Written request: Copy out every one of the entries below, word for word and without any change.

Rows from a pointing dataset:
'''
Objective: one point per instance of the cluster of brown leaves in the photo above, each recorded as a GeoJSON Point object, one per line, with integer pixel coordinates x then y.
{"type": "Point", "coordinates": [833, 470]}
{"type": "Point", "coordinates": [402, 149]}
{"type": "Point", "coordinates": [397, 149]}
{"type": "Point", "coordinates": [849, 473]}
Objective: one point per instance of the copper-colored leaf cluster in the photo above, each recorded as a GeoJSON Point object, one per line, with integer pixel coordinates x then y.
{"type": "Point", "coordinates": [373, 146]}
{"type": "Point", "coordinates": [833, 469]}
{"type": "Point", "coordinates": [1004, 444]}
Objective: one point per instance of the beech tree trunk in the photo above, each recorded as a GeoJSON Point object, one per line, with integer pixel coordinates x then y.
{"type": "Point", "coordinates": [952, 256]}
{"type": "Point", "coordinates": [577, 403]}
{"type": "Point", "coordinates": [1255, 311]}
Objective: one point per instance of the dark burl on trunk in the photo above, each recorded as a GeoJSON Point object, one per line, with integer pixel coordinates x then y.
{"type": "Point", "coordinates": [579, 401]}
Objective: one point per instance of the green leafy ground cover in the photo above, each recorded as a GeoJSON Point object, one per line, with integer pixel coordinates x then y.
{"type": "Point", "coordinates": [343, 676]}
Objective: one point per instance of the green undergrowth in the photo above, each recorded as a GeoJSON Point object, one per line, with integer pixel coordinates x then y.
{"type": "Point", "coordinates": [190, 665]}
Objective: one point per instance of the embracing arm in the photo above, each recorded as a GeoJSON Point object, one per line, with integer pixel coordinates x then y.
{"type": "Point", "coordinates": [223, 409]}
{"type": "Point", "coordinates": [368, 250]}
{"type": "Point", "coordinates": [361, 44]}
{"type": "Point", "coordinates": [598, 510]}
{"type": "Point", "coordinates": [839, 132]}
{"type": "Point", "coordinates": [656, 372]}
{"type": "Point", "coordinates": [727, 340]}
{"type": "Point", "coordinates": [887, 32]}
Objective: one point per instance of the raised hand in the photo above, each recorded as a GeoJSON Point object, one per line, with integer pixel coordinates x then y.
'''
Final result:
Objective: one point per instance of the cluster of brown leaves in the photo above, each recorded as a GeoJSON Point object, one per line, with integer pixel coordinates x then y.
{"type": "Point", "coordinates": [833, 470]}
{"type": "Point", "coordinates": [402, 149]}
{"type": "Point", "coordinates": [397, 149]}
{"type": "Point", "coordinates": [849, 473]}
Objective: one point per instance of the copper-colored leaf cluster in the photo above, each recorded as a GeoJSON Point object, one per line, with integer pixel coordinates x then y.
{"type": "Point", "coordinates": [373, 146]}
{"type": "Point", "coordinates": [833, 469]}
{"type": "Point", "coordinates": [1004, 444]}
Objective: one point per instance of the beech tree trunk in the photo above, each recorded as a GeoJSON Point object, one per line, with integer pixel coordinates x then y.
{"type": "Point", "coordinates": [952, 256]}
{"type": "Point", "coordinates": [577, 403]}
{"type": "Point", "coordinates": [1255, 311]}
Objective: one point per instance of the dark burl on trunk in the photo above, each recorded as a GeoJSON Point object, one per line, with integer pixel coordinates x then y.
{"type": "Point", "coordinates": [579, 401]}
Objective: one point per instance of the green leafy ground cover in the photo above, each recorded as a GeoJSON Point object, one per line, with integer pixel coordinates x then y.
{"type": "Point", "coordinates": [343, 676]}
Objective: one point per instance of the green undergrowth in the photo above, each recorded as a GeoJSON Point object, one per line, with integer pixel coordinates x then y.
{"type": "Point", "coordinates": [190, 665]}
Objective: one point per instance of the embracing arm in the photo above, each recorded as a GeoJSON Point object, one per line, with integer pixel coordinates x then y.
{"type": "Point", "coordinates": [223, 409]}
{"type": "Point", "coordinates": [368, 250]}
{"type": "Point", "coordinates": [361, 44]}
{"type": "Point", "coordinates": [598, 510]}
{"type": "Point", "coordinates": [839, 132]}
{"type": "Point", "coordinates": [656, 372]}
{"type": "Point", "coordinates": [727, 340]}
{"type": "Point", "coordinates": [887, 32]}
Objective: one point per instance of the raised hand in the photo above, each recorded as a GeoJSON Point object, one per line, with integer pixel coordinates x then y.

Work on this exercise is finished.